— start of Source material —

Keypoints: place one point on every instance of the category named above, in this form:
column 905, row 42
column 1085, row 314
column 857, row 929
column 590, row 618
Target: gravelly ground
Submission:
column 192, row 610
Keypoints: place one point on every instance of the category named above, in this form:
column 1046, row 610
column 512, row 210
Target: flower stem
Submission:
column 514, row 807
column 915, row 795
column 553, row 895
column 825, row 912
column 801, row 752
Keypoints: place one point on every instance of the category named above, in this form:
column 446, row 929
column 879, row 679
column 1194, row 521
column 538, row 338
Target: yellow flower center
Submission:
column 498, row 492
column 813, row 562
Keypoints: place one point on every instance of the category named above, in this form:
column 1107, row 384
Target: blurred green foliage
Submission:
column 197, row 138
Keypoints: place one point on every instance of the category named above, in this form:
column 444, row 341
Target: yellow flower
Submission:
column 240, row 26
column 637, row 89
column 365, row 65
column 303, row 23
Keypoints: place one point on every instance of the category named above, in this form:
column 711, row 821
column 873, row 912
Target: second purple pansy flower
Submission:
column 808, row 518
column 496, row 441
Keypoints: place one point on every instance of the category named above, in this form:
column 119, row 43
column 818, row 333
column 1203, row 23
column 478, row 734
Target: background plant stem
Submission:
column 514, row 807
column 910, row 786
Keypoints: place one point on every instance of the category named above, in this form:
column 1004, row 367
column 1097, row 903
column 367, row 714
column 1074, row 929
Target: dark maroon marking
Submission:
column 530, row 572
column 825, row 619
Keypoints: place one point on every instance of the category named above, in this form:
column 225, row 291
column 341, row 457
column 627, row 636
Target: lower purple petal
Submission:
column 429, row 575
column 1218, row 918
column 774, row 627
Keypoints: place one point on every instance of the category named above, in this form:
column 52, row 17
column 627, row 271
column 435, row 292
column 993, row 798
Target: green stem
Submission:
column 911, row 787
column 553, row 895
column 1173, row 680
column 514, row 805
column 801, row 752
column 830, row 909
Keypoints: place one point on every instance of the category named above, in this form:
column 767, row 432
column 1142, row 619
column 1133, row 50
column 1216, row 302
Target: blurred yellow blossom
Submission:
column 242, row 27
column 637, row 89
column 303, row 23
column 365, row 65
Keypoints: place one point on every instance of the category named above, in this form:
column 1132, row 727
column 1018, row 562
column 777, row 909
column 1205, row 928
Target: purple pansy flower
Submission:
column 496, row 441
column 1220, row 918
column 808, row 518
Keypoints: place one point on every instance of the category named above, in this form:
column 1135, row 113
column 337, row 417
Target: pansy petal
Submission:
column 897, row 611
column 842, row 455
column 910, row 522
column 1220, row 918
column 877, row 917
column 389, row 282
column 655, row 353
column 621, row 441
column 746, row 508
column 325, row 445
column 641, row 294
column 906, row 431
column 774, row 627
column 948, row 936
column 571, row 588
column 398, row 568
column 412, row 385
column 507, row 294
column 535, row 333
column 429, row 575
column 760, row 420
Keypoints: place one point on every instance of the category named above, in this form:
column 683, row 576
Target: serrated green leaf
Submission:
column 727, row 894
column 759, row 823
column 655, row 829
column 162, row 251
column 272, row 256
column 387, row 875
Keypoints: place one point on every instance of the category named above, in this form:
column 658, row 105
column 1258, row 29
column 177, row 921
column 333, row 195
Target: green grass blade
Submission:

— end of Source material —

• _Problem_
Output the listing above word for word.

• _Exercise answer_
Keypoints: place one point on every instance of the category named above, in this form:
column 905, row 42
column 1085, row 314
column 857, row 929
column 590, row 618
Target: gravelly ground
Submission:
column 192, row 610
Keypoints: place one point on every instance of the category named above, in this form:
column 1046, row 610
column 512, row 210
Target: flower stem
Submission:
column 514, row 807
column 915, row 795
column 553, row 895
column 825, row 912
column 801, row 752
Keypoints: place one point on every instance of the category named above, in this form:
column 446, row 929
column 879, row 679
column 1194, row 521
column 538, row 338
Target: yellow flower center
Submission:
column 498, row 492
column 813, row 562
Keypoints: place one point on every instance of the category named above, in this form:
column 1107, row 384
Target: blurred green foliage
Submission:
column 197, row 138
Keypoints: place one point on every instance of the category named above, in this form:
column 444, row 341
Target: yellow flower
Submission:
column 240, row 26
column 637, row 89
column 365, row 65
column 303, row 23
Keypoints: place one point on every instance of the category named above, in this form:
column 711, row 821
column 873, row 912
Target: second purple pansy flower
Submission:
column 808, row 518
column 496, row 441
Keypoints: place one point on every instance of the category named above, in this form:
column 119, row 43
column 818, row 333
column 1203, row 23
column 478, row 734
Target: background plant stem
Submission:
column 514, row 807
column 910, row 786
Keypoints: place one point on every instance of the category named above, in this form:
column 1004, row 367
column 1097, row 903
column 367, row 714
column 1074, row 929
Target: dark maroon marking
Submission:
column 530, row 572
column 825, row 619
Keypoints: place one point on every instance of the category named above, in this form:
column 225, row 291
column 341, row 457
column 627, row 636
Target: lower purple petal
Submission:
column 429, row 575
column 1218, row 918
column 774, row 627
Keypoints: place one point on every instance of the category named above, in this form:
column 52, row 17
column 627, row 271
column 435, row 292
column 993, row 798
Target: green stem
Submission:
column 911, row 787
column 553, row 895
column 1173, row 680
column 514, row 805
column 801, row 752
column 830, row 909
Keypoints: place one point on every instance of the category named above, in this form:
column 767, row 432
column 1142, row 619
column 1133, row 50
column 1216, row 302
Target: blurred yellow blossom
Submission:
column 242, row 27
column 637, row 89
column 303, row 23
column 365, row 65
Keypoints: place one point on every instance of the category named above, in this form:
column 1132, row 727
column 1018, row 562
column 777, row 909
column 1205, row 928
Target: purple pansy flower
Submission:
column 496, row 441
column 1220, row 918
column 808, row 518
Keypoints: place one point on every instance of the category named above, in this form:
column 1135, row 113
column 337, row 417
Target: pansy petal
Submission:
column 897, row 611
column 842, row 455
column 910, row 522
column 1220, row 918
column 877, row 917
column 389, row 282
column 655, row 353
column 621, row 441
column 746, row 508
column 325, row 445
column 641, row 294
column 906, row 431
column 774, row 627
column 948, row 936
column 571, row 588
column 398, row 568
column 412, row 385
column 507, row 294
column 535, row 333
column 429, row 575
column 760, row 420
Keypoints: place one point on every instance of the category named above, in this form:
column 683, row 576
Target: serrated green leaf
Submission:
column 727, row 894
column 759, row 823
column 655, row 829
column 162, row 251
column 272, row 256
column 387, row 875
Keypoints: place one point on every instance of the category named above, in this form:
column 658, row 105
column 1258, row 29
column 177, row 921
column 333, row 195
Target: green grass blade
Submission:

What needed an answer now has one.